# Cel zadania
Dopisz dalszy ciąg tekstu o filmie „Jak zostać królem”, zaczynając zaraz po jego ostatnim zdaniu.

# Blok tekstu
„Jak zostać królem” wymieniany jest jako jeden z faworytów tegorocznego rozdania nagród Akademii Filmowej. Film nagrodzony na Festiwalu w Toronto, nominowany w 7 kategoriach do Złotych Globów, zdobywca nagród BIFA. Czy Oscar pójdzie w ręce króla okaże się dopiero w lutym. O tym, czy jest tego wart będzie można się przekonać już od 28 stycznia, kiedy film wejdzie do naszych kin.
Albert Fryderyk Artur Jerzy Windsor, czyli Jerzy VI, a dla rodziny „Bertie” (Colin Firth). Młodszy syn Jerzego V, ojciec Elżbiety II. To nie on miał być królem, a jego starszy brat - Edward, który jednak ze względu na romans z amerykańską rozwódką abdykował po niecałym roku panowania. Nikt nie był przygotowany na taki obrót spraw na angielskim tronie, a chyba najmniej jego następca i młodszy brat – Albert. Zwłaszcza biorąc pod uwagę wadę wymowy, z którą walczył od dzieciństwa. Chorobliwe jąkanie uniemożliwiało mu jakiekolwiek publiczne wystąpienia. Jak ktoś taki miał sobie poradzić nie tylko w rządzeniu ówczesną Anglią, ale i ze zbliżającym się zagrożeniem wojny z Niemcami?

# Wymienione wiersze
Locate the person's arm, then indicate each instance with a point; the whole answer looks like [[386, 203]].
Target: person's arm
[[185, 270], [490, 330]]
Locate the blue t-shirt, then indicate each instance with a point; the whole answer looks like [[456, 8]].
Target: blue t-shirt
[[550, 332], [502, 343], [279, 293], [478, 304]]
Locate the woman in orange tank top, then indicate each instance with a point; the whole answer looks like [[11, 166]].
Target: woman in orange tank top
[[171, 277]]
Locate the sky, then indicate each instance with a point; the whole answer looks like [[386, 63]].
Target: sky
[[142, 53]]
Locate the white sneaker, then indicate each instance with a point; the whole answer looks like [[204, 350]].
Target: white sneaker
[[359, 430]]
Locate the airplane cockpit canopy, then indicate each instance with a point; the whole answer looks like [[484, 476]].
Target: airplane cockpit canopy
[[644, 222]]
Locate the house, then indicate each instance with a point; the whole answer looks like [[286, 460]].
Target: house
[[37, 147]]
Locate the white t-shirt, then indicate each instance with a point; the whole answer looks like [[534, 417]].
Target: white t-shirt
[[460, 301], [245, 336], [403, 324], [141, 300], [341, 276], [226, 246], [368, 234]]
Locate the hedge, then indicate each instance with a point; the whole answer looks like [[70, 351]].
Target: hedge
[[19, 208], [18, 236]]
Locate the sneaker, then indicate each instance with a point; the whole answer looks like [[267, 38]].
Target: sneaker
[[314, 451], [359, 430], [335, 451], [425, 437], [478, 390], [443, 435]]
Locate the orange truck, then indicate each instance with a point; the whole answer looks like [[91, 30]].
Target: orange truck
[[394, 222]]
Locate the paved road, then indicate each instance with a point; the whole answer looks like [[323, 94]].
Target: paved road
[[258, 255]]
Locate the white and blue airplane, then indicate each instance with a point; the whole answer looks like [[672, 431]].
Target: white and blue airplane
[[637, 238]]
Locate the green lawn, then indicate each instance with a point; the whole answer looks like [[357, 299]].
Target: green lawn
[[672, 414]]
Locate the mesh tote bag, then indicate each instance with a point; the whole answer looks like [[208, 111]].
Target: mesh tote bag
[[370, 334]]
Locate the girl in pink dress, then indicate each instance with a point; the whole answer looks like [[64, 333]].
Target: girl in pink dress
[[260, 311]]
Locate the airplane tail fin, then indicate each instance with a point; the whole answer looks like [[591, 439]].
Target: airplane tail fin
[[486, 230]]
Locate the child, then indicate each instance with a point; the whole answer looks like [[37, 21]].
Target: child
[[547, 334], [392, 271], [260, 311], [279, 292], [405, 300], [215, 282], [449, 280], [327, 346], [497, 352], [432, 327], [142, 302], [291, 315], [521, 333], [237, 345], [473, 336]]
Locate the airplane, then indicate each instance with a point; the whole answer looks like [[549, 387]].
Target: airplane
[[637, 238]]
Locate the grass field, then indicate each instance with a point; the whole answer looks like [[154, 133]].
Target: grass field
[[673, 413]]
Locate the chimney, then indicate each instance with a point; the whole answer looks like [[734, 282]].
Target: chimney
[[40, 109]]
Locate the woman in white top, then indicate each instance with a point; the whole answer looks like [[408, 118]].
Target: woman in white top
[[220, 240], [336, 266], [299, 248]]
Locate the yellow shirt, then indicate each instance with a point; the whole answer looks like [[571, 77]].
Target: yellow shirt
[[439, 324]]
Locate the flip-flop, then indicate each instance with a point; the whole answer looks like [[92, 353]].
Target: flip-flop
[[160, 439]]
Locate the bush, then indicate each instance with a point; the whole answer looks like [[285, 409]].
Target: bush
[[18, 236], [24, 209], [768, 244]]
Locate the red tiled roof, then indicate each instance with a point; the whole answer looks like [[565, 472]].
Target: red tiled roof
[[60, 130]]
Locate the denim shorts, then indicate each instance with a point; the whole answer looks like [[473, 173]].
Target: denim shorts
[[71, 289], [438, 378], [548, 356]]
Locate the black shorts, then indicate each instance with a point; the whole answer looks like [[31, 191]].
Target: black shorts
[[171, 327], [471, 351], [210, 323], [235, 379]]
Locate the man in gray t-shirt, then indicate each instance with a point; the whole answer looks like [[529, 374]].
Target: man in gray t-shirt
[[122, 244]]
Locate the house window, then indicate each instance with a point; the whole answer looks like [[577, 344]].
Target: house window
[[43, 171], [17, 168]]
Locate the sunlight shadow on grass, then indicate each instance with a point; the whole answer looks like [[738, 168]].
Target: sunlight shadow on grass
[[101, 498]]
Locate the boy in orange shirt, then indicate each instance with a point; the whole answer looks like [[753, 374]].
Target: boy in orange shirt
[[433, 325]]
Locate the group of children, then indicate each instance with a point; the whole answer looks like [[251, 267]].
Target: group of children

# Wynik zadania
Okazuje się jednak, że ułomność mowy, nie świadczy wcale o słabym charakterze przyszłego króla. Film Toma Hoppera jest historią trudnych i żmudnych zmagań ze swoimi słabościami. W akcie ostatecznej desperacji, po wielu nieudolnych logopedach i nieudanych terapiach, książę Jorku decyduje się na dość niekonwencjonalne metody leczenia u pewnego Australijczyka z niespełnionymi ambicjami aktorskimi. Okazuje się jednak, że największy problem, stojący na przeszkodzie do objęcia tronu przez Alberta, nie tkwi w wadzie wymowy, ale w nim samym. Jąkanie jest objawem jego lęków z dzieciństwa, poczucia braku akceptacji, a teraz także rozdarcia między poczuciem obowiązku i odpowiedzialności za kraj, a obawą przed wypełnieniem roli króla. Żeby poradzić sobie z tymi problemami, Lionel Logue będzie musiał sprawdzić się nie tylko w roli terapeuty, ale też przyjaciela króla. Oba zadania, pomimo jego pewności siebie (a czasem nawet bezczelności), nie będą łatwe, ponieważ książę Jorku, nawet jąkając się, nie jest pozbawiony temperamentu i trudnego charakteru. Albert kryje w sobie potencjał nieugiętej osobowości, silnej woli i rzeczywistą troskę o losy kraju. Cechy jak najbardziej pożądane na tronie, których z kolei brakuje jego bratu, początkowo przeznaczonemu do rządzenia Anglią. Historia, wydawałoby się dość niepozorna, okazuje się niezwykle poruszająca i emocjonująca, zwłaszcza, gdy mamy świadomość, że oparta jest na prawdziwej historii.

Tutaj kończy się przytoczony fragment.